Problem to solve:
Note each line of the entries that includes "baseboard". Then copy those lines.

Items listed in a dataset
====================

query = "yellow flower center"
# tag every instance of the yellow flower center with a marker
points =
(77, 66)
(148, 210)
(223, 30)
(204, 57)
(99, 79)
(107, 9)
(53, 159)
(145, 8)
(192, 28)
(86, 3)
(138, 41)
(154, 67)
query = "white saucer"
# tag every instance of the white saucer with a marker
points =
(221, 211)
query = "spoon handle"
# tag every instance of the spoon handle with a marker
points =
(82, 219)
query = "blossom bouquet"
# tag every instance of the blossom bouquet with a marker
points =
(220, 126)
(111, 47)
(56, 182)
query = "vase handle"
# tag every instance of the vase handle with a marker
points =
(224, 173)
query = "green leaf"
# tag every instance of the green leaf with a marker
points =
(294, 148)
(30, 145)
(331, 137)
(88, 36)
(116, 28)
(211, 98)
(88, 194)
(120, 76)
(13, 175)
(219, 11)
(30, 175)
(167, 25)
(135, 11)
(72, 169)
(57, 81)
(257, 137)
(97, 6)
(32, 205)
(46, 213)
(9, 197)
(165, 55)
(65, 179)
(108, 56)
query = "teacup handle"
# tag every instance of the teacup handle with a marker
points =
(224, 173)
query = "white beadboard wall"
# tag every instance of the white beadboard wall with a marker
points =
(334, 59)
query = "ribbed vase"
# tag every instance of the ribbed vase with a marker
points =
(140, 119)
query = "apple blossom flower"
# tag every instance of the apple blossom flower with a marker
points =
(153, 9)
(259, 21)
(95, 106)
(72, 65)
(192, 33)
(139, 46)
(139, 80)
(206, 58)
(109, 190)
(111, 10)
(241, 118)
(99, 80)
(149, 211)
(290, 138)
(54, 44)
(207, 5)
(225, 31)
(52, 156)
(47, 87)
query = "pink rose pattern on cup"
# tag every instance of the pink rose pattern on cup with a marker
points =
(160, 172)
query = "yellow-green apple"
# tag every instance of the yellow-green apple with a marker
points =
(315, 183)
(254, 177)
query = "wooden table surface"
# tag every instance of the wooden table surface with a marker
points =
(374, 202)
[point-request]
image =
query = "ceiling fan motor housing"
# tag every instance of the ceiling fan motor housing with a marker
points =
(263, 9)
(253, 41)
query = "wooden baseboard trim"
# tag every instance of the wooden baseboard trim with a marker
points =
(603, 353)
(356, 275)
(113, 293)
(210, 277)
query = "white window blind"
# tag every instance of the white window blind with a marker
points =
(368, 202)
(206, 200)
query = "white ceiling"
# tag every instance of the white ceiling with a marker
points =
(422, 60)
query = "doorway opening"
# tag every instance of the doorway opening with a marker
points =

====================

Worked solution:
query = "wooden baseboard trim"
# tag every instance of the wooden baseboard trim with a marker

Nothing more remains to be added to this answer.